▶ _TASK TO CARRY OUT_:
Tally the rows below that contain the word "black" and reply with that number alone.

(Named object pointing rows)
>>>>>
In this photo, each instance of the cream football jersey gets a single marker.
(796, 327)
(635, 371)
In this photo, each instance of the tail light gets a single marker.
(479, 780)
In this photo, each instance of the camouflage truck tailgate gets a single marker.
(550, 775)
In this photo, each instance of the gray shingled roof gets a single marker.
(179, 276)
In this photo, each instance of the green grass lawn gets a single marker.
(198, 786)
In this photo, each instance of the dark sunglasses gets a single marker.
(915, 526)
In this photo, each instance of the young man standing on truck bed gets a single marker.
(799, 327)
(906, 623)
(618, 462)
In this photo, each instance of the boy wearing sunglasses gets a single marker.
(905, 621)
<<<<<
>>>>>
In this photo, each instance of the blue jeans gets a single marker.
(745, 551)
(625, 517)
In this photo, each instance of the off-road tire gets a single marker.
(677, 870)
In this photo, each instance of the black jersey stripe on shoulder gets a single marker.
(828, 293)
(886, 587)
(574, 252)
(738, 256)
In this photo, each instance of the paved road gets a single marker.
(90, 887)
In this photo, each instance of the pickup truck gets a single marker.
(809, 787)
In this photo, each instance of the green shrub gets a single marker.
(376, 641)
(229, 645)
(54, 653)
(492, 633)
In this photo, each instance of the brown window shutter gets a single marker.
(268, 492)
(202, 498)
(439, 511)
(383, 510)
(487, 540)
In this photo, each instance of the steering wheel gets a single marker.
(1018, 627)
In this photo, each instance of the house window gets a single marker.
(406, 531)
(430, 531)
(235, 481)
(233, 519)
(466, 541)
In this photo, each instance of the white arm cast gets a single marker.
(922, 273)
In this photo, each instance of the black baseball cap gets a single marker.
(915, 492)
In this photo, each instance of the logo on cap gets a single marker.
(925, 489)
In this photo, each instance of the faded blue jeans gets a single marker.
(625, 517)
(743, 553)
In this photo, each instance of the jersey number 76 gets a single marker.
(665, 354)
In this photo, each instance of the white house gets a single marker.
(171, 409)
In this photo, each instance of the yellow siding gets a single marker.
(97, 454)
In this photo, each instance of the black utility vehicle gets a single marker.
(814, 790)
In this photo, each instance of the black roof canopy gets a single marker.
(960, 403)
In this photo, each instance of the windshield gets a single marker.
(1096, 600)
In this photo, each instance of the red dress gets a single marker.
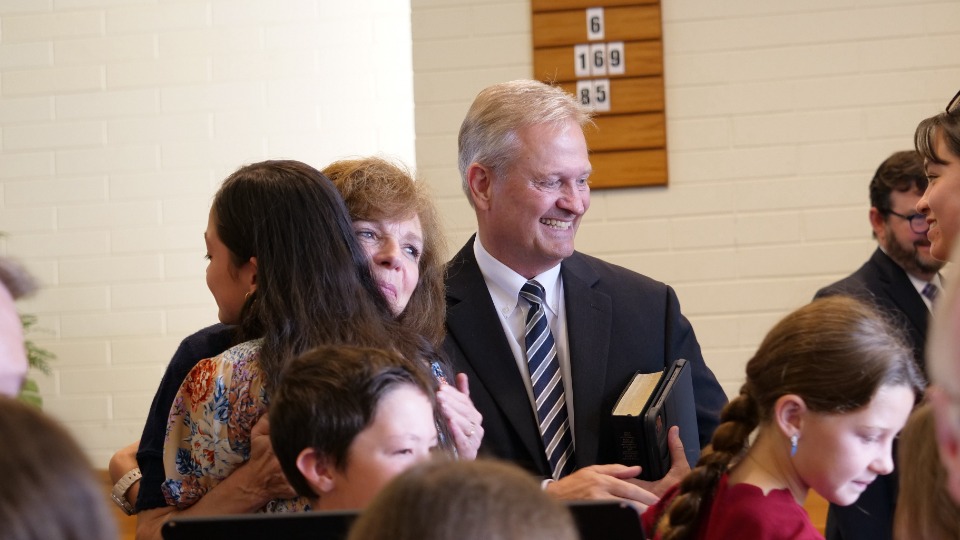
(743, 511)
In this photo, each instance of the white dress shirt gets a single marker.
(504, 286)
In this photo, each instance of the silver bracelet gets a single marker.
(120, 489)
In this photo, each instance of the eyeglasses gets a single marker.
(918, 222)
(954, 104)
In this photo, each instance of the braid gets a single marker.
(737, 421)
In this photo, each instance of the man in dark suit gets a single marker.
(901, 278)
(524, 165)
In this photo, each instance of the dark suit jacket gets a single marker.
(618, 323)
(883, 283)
<<<<<
▶ _RESPONSE TO THE EXERCISE_:
4